- **REQUIREMENT**
How many lines in the listing below contain the string "bill", with case taken into account? Give only the count.

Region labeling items
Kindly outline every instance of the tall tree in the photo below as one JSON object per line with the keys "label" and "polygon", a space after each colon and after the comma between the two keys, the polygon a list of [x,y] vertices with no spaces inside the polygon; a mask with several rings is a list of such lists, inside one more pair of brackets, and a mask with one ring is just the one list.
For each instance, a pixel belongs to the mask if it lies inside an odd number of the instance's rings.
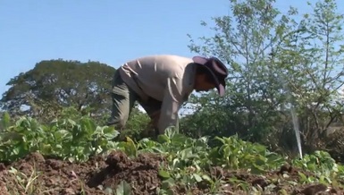
{"label": "tall tree", "polygon": [[12,115],[47,117],[60,107],[91,107],[94,114],[109,112],[115,69],[98,62],[48,60],[11,79],[0,101]]}
{"label": "tall tree", "polygon": [[341,118],[343,105],[338,100],[339,89],[344,84],[344,37],[343,14],[338,13],[334,0],[308,5],[313,12],[299,22],[304,30],[284,49],[290,51],[289,58],[294,59],[293,69],[298,72],[290,75],[293,80],[289,88],[302,119],[304,140],[314,144]]}
{"label": "tall tree", "polygon": [[238,132],[259,140],[269,133],[271,123],[279,120],[277,108],[286,101],[286,96],[279,93],[283,82],[277,72],[286,67],[276,67],[273,62],[284,39],[298,30],[291,19],[297,12],[291,8],[282,15],[273,6],[273,0],[230,3],[231,14],[214,19],[215,35],[201,38],[200,44],[191,39],[190,49],[219,56],[229,64],[231,75],[226,97],[210,97],[214,101],[209,111],[216,109],[217,114],[227,116],[227,122],[222,122],[223,130],[214,131]]}

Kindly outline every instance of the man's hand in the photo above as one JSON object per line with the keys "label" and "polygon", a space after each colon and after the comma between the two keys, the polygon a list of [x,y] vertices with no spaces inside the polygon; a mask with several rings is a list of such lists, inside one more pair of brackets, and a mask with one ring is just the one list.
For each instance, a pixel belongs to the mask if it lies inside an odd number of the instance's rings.
{"label": "man's hand", "polygon": [[157,124],[159,123],[160,118],[160,111],[153,113],[149,117],[151,118],[149,124],[152,126],[153,129],[157,129]]}

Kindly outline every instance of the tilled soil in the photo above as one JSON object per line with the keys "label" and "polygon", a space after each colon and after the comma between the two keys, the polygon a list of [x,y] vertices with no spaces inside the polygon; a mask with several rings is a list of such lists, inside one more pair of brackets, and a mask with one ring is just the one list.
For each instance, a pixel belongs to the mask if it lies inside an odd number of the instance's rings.
{"label": "tilled soil", "polygon": [[[115,194],[118,184],[122,181],[130,184],[132,194],[156,194],[156,189],[162,183],[158,170],[164,161],[163,157],[155,154],[140,154],[131,159],[121,151],[113,151],[107,157],[99,156],[78,164],[45,158],[40,154],[33,153],[10,165],[0,164],[0,194]],[[23,174],[13,174],[11,167]],[[210,174],[223,180],[235,177],[262,189],[269,188],[273,183],[275,187],[271,188],[270,194],[282,194],[278,192],[281,189],[287,194],[344,194],[342,189],[322,184],[290,184],[290,182],[298,182],[298,171],[282,166],[281,170],[264,175],[255,175],[213,167]],[[282,176],[285,173],[288,177]],[[32,184],[27,184],[29,177],[34,178],[30,180]],[[228,182],[222,186],[219,190],[223,191],[222,194],[247,194],[238,184]],[[192,189],[192,194],[209,194],[209,188],[208,184],[200,182],[197,188]],[[175,194],[187,193],[182,187],[176,187],[173,191]]]}

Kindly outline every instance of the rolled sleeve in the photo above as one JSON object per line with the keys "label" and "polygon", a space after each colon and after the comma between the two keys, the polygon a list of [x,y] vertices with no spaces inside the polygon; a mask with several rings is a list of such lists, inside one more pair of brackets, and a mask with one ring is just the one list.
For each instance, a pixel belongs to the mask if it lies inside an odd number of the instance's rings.
{"label": "rolled sleeve", "polygon": [[182,81],[178,77],[168,78],[157,124],[160,133],[164,133],[164,130],[170,126],[178,127],[178,111],[182,103]]}

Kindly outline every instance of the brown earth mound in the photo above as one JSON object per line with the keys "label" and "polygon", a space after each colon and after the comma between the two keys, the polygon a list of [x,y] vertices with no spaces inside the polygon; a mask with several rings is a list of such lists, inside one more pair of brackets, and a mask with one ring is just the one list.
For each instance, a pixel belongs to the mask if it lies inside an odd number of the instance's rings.
{"label": "brown earth mound", "polygon": [[[164,158],[158,155],[140,154],[131,159],[120,151],[113,151],[106,158],[96,157],[79,164],[46,159],[34,153],[8,165],[0,164],[0,194],[115,194],[122,181],[131,186],[132,194],[156,194],[162,182],[158,170],[164,162]],[[14,174],[12,167],[19,173]],[[236,177],[263,189],[280,180],[270,194],[281,194],[278,192],[281,189],[284,189],[287,194],[344,194],[341,189],[329,189],[322,184],[291,185],[289,182],[298,179],[298,171],[286,166],[279,172],[261,176],[226,171],[221,167],[214,167],[210,172],[214,177]],[[289,177],[281,176],[283,173],[288,173]],[[28,184],[28,181],[32,183]],[[208,194],[208,187],[201,182],[198,188],[193,189],[192,194]],[[246,194],[239,189],[233,183],[223,183],[221,190],[223,194]],[[181,187],[174,189],[174,191],[175,194],[186,194]]]}

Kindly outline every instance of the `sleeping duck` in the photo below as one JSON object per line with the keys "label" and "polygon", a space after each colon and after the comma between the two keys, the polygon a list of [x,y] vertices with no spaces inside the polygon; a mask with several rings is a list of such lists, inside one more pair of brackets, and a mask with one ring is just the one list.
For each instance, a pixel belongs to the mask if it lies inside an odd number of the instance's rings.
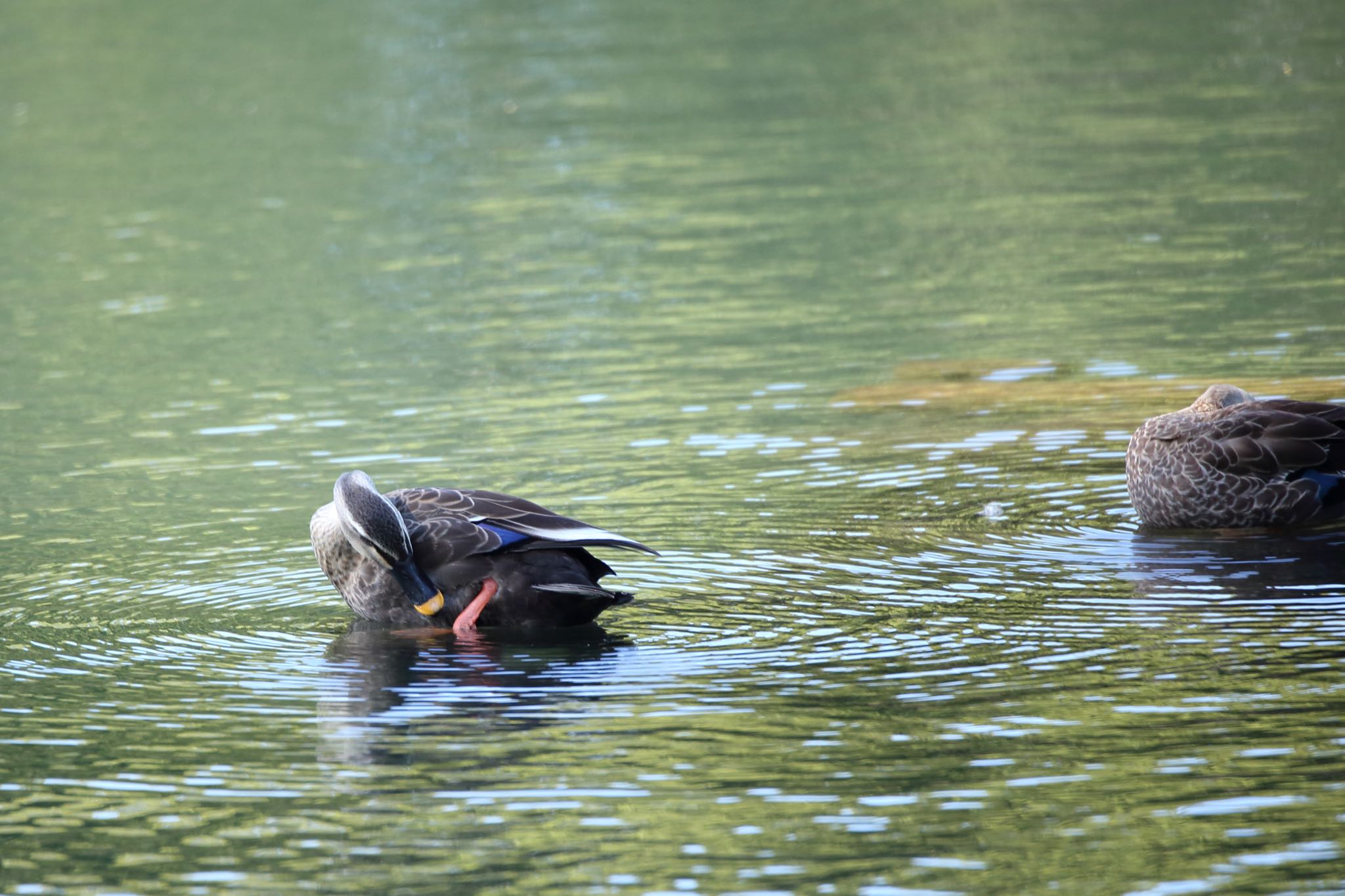
{"label": "sleeping duck", "polygon": [[308,523],[317,564],[364,619],[464,634],[477,626],[581,626],[631,595],[585,548],[656,552],[530,500],[469,488],[379,494],[356,470]]}
{"label": "sleeping duck", "polygon": [[1206,389],[1126,449],[1139,518],[1159,529],[1302,526],[1345,517],[1345,405]]}

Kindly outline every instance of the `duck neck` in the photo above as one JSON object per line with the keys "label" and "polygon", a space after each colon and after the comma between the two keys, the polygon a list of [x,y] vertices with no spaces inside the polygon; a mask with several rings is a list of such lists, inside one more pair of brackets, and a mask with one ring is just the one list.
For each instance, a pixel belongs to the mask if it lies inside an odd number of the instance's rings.
{"label": "duck neck", "polygon": [[348,595],[350,580],[363,558],[346,539],[336,515],[336,505],[323,505],[317,509],[308,521],[308,534],[313,542],[317,565],[336,585],[336,591],[343,596]]}

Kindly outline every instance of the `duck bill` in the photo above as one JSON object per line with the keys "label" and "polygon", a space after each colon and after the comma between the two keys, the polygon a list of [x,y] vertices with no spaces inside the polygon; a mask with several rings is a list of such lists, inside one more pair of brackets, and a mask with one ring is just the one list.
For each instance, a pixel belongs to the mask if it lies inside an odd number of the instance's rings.
{"label": "duck bill", "polygon": [[405,560],[391,568],[393,578],[406,592],[412,607],[422,616],[433,616],[444,608],[444,592],[420,570],[413,560]]}

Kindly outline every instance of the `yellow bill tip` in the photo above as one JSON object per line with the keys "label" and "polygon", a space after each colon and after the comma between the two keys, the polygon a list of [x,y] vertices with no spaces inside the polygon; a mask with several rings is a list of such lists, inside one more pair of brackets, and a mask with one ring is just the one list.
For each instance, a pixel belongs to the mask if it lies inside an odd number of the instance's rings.
{"label": "yellow bill tip", "polygon": [[444,608],[444,592],[436,591],[434,596],[424,604],[416,604],[416,611],[424,616],[433,616]]}

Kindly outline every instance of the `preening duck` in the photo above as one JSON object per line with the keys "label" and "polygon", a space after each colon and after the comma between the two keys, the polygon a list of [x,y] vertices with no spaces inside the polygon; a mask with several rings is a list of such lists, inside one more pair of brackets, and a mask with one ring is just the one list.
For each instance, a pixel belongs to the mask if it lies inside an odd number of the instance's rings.
{"label": "preening duck", "polygon": [[1139,518],[1159,529],[1302,526],[1345,517],[1345,405],[1206,389],[1126,449]]}
{"label": "preening duck", "polygon": [[658,552],[522,498],[471,488],[379,494],[342,474],[308,523],[317,564],[364,619],[461,634],[477,626],[580,626],[631,595],[586,548]]}

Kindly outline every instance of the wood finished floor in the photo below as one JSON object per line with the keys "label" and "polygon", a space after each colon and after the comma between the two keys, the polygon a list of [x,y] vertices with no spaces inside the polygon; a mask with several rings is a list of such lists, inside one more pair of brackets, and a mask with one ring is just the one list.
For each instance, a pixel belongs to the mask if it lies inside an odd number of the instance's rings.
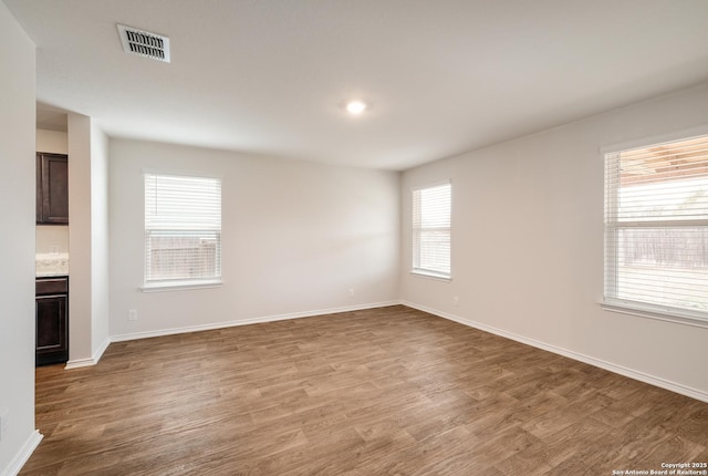
{"label": "wood finished floor", "polygon": [[708,462],[708,404],[396,306],[37,370],[21,475],[612,475]]}

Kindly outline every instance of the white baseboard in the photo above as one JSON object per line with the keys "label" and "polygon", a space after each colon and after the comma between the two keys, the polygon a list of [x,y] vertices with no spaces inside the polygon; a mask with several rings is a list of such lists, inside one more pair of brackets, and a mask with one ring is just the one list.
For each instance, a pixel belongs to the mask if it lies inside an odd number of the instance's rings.
{"label": "white baseboard", "polygon": [[660,389],[679,393],[681,395],[690,396],[691,399],[700,400],[701,402],[708,403],[708,393],[698,389],[693,389],[690,386],[681,385],[676,382],[671,382],[665,379],[660,379],[658,376],[649,375],[647,373],[639,372],[634,369],[628,369],[623,365],[617,365],[612,362],[606,362],[601,359],[595,359],[593,356],[585,355],[579,352],[570,351],[568,349],[546,344],[544,342],[540,342],[534,339],[529,339],[523,335],[514,334],[513,332],[508,332],[491,325],[482,324],[469,319],[449,314],[447,312],[441,312],[435,309],[426,308],[425,306],[419,306],[419,304],[415,304],[413,302],[407,302],[407,301],[400,301],[400,303],[413,309],[418,309],[419,311],[428,312],[430,314],[438,315],[440,318],[445,318],[450,321],[455,321],[460,324],[468,325],[470,328],[475,328],[485,332],[490,332],[492,334],[501,335],[502,338],[511,339],[513,341],[521,342],[523,344],[531,345],[538,349],[543,349],[544,351],[553,352],[553,353],[566,356],[569,359],[573,359],[600,369],[604,369],[613,373],[617,373],[620,375],[627,376],[629,379],[638,380],[639,382],[648,383],[649,385],[658,386]]}
{"label": "white baseboard", "polygon": [[249,324],[260,324],[264,322],[285,321],[289,319],[312,318],[315,315],[335,314],[339,312],[362,311],[365,309],[384,308],[387,306],[396,306],[396,304],[400,304],[400,301],[374,302],[368,304],[347,306],[343,308],[320,309],[315,311],[267,315],[261,318],[251,318],[251,319],[243,319],[238,321],[225,321],[225,322],[215,322],[210,324],[188,325],[184,328],[160,329],[157,331],[133,332],[129,334],[112,335],[111,342],[123,342],[123,341],[132,341],[136,339],[147,339],[147,338],[159,338],[163,335],[181,334],[186,332],[210,331],[215,329],[233,328],[237,325],[249,325]]}
{"label": "white baseboard", "polygon": [[22,466],[24,466],[27,461],[30,459],[30,456],[32,456],[32,453],[34,453],[34,449],[37,449],[43,437],[44,436],[39,430],[33,431],[28,441],[24,442],[24,445],[22,445],[20,452],[14,455],[8,467],[0,473],[0,476],[17,476],[20,474],[20,469],[22,469]]}
{"label": "white baseboard", "polygon": [[96,351],[93,353],[91,358],[75,359],[66,362],[66,366],[64,368],[64,370],[81,369],[84,366],[91,366],[91,365],[97,364],[101,358],[103,356],[103,353],[106,351],[106,349],[108,349],[108,345],[111,345],[111,338],[106,338],[101,343],[101,345],[98,345],[98,349],[96,349]]}

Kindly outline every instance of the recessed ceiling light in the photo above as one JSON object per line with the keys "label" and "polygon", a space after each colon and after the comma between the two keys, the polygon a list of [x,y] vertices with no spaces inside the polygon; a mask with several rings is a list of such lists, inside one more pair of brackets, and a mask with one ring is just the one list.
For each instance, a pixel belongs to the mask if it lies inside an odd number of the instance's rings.
{"label": "recessed ceiling light", "polygon": [[366,111],[366,103],[363,101],[350,101],[346,103],[346,112],[352,115],[358,115]]}

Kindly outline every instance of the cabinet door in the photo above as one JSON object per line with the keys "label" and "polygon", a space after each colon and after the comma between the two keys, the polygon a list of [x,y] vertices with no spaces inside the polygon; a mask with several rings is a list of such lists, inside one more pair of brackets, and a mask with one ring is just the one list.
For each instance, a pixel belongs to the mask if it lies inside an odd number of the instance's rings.
{"label": "cabinet door", "polygon": [[38,296],[37,364],[66,362],[69,360],[69,333],[66,296]]}
{"label": "cabinet door", "polygon": [[62,154],[38,154],[38,174],[40,176],[38,182],[41,183],[37,196],[38,223],[50,225],[69,224],[67,156]]}

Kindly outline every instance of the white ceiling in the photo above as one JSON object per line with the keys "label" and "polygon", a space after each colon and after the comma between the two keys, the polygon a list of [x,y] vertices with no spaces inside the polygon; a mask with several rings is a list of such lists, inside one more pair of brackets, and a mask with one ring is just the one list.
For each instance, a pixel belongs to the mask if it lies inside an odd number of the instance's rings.
{"label": "white ceiling", "polygon": [[[404,169],[708,80],[707,0],[3,1],[43,108],[332,164]],[[168,35],[171,63],[116,23]]]}

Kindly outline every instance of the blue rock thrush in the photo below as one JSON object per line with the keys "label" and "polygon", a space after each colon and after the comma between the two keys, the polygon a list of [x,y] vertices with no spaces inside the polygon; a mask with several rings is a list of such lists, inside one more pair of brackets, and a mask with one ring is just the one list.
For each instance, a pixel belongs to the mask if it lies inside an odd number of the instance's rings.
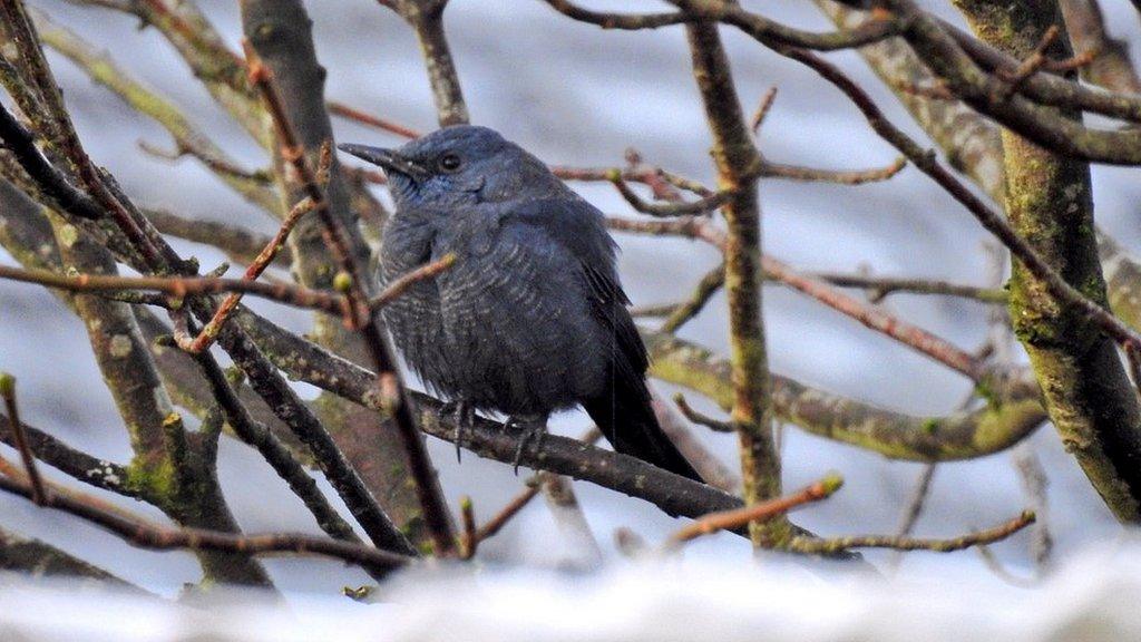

- **PROBLEM SOLUTION**
4